Entries from a pointing dataset
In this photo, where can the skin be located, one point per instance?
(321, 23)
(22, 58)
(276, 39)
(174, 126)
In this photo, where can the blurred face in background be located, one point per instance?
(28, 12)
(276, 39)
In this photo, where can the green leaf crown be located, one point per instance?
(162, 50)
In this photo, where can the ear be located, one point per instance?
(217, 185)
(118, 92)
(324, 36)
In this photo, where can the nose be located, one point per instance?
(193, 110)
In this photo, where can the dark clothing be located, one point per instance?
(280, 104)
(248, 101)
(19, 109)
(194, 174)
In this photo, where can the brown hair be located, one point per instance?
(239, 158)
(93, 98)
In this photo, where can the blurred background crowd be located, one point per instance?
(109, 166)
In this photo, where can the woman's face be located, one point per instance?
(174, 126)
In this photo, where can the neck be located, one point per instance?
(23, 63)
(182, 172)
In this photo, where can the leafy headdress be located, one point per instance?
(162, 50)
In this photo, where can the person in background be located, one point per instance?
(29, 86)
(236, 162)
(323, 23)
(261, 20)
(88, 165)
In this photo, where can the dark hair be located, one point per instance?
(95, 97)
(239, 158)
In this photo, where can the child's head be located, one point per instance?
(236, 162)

--

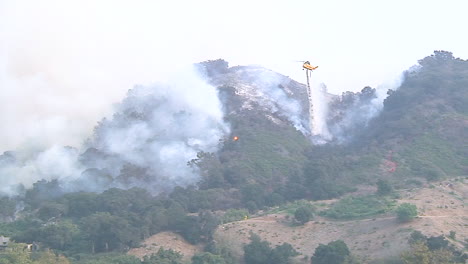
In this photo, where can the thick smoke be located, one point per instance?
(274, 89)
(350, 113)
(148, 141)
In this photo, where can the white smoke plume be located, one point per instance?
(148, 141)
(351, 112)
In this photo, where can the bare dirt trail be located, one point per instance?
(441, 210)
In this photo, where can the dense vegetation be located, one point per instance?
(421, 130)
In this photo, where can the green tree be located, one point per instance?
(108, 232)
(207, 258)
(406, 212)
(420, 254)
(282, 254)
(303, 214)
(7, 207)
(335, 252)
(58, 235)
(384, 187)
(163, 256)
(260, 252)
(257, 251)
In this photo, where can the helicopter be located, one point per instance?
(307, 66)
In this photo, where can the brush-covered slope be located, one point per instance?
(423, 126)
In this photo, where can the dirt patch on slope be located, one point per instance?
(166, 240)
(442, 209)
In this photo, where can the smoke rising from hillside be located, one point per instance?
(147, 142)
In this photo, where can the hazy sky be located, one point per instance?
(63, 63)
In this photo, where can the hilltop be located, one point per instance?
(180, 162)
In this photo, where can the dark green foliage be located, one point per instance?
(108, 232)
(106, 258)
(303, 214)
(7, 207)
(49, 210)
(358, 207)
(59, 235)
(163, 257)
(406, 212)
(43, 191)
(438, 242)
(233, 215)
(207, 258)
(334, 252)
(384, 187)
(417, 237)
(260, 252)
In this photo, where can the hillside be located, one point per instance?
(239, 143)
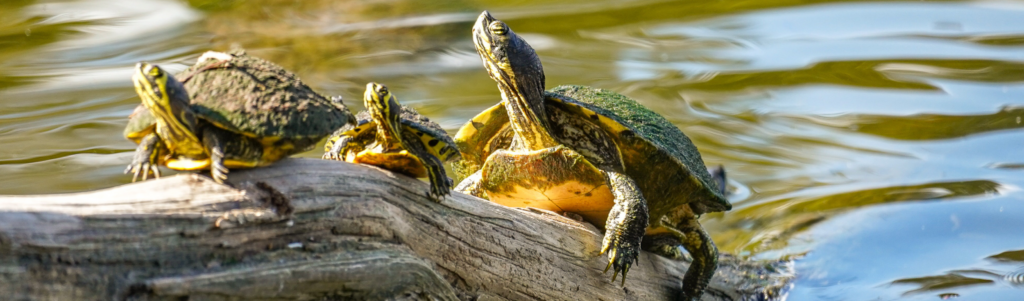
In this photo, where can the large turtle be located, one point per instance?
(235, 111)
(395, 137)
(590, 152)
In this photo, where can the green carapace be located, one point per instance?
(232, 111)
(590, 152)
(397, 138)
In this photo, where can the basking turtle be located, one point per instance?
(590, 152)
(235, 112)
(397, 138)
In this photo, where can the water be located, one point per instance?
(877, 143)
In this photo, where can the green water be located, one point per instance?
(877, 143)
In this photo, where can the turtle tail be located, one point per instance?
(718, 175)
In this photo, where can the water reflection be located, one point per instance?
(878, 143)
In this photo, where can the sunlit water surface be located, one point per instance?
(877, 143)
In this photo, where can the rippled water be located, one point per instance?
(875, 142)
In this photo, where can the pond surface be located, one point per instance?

**YOUR GOAL**
Find every line in the data above that contains the word "hair" and copy each of those lines in full. Case matters.

**TASK SOLUTION**
In this photo, where can the brown hair be located, one point per instance?
In this photo, where can the dark hair be located, one point per instance?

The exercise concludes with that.